**Stated task**: What is needed is an exact copy of the entries below, from the line that contains "Indicate one point per instance of the building" through the final line, both included, and nothing else.

## Start Data extract

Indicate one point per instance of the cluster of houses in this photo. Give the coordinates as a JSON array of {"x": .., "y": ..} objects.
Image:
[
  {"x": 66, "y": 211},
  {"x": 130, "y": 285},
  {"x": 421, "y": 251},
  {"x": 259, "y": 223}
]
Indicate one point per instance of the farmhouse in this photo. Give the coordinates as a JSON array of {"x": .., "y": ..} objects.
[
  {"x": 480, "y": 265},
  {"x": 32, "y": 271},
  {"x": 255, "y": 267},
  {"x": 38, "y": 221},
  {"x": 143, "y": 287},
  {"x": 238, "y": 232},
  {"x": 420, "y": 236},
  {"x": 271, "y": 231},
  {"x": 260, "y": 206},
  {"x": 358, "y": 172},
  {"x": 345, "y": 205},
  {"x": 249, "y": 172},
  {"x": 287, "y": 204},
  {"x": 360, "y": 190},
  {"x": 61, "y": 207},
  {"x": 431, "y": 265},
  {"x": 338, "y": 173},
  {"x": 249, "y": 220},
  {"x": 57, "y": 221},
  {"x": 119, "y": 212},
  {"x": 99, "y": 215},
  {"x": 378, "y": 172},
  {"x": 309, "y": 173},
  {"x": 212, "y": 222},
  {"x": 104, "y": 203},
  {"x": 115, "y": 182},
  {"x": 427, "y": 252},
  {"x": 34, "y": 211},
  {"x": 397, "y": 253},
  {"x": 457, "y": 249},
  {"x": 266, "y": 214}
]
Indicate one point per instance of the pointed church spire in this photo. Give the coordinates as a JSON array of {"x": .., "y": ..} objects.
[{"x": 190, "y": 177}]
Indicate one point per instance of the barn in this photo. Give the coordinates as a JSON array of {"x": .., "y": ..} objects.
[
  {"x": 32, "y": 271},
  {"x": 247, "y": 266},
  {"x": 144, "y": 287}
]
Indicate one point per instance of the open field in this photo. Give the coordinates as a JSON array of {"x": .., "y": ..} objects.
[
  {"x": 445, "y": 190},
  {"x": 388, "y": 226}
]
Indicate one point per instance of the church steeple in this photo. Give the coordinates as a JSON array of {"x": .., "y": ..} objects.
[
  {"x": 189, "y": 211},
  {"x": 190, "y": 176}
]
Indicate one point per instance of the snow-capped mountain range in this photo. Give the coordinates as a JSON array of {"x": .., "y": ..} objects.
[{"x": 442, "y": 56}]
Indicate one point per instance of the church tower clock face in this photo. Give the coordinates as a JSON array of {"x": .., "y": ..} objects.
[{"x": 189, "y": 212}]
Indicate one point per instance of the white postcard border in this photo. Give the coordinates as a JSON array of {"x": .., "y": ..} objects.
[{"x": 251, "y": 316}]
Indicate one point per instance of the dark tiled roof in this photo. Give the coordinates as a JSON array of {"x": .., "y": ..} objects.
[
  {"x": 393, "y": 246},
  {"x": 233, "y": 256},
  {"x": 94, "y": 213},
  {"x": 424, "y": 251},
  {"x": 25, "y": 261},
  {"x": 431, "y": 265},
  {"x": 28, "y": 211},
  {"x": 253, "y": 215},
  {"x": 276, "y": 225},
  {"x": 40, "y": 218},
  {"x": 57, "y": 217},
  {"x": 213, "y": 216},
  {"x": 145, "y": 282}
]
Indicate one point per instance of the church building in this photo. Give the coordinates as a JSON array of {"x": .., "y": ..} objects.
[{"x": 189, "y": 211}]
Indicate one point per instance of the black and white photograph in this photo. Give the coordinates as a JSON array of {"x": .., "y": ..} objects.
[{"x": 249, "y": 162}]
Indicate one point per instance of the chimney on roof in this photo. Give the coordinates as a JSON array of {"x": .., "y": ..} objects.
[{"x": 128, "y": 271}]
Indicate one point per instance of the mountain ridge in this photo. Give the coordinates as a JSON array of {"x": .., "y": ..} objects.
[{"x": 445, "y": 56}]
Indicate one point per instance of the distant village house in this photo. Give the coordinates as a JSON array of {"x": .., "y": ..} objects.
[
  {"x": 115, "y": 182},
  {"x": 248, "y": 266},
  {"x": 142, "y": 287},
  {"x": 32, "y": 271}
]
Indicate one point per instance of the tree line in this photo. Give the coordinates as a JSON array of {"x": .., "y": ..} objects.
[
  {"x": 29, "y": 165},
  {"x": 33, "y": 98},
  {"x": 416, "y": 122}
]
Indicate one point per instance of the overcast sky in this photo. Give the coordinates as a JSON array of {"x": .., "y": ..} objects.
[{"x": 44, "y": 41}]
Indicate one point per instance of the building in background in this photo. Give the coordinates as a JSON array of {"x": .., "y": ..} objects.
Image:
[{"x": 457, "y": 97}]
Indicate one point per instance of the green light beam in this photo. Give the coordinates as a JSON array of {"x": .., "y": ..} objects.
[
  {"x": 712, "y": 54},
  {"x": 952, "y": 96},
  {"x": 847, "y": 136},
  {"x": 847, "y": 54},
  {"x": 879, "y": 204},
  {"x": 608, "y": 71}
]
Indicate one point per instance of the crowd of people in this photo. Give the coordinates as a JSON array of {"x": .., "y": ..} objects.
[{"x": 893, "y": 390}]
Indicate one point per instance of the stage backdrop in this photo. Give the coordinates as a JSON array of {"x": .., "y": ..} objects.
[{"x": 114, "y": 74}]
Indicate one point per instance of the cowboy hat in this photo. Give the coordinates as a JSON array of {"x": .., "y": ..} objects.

## End Data extract

**Answer to the task**:
Indicate one point per instance of the building in background in this photo. Give the coordinates as a JSON array of {"x": .., "y": ..} objects.
Image:
[{"x": 457, "y": 97}]
Indicate one point per instance of the green light beam in this photo. Give the coordinates as a JSON array of {"x": .., "y": ..} objects.
[
  {"x": 712, "y": 54},
  {"x": 952, "y": 96},
  {"x": 847, "y": 136},
  {"x": 847, "y": 54},
  {"x": 879, "y": 204},
  {"x": 608, "y": 71}
]
Indicate one point per instance of the crowd of people in this photo. Give the coordinates as a JSON array of {"x": .., "y": ..} objects.
[{"x": 893, "y": 390}]
Indicate one point per instance of the stage backdrop in this photo. Give the coordinates as a JSON array of {"x": .., "y": ..} objects.
[{"x": 114, "y": 74}]
Indicate one point per instance of the cowboy hat in this photo. Give the coordinates as a JSON array of {"x": .., "y": ..} objects.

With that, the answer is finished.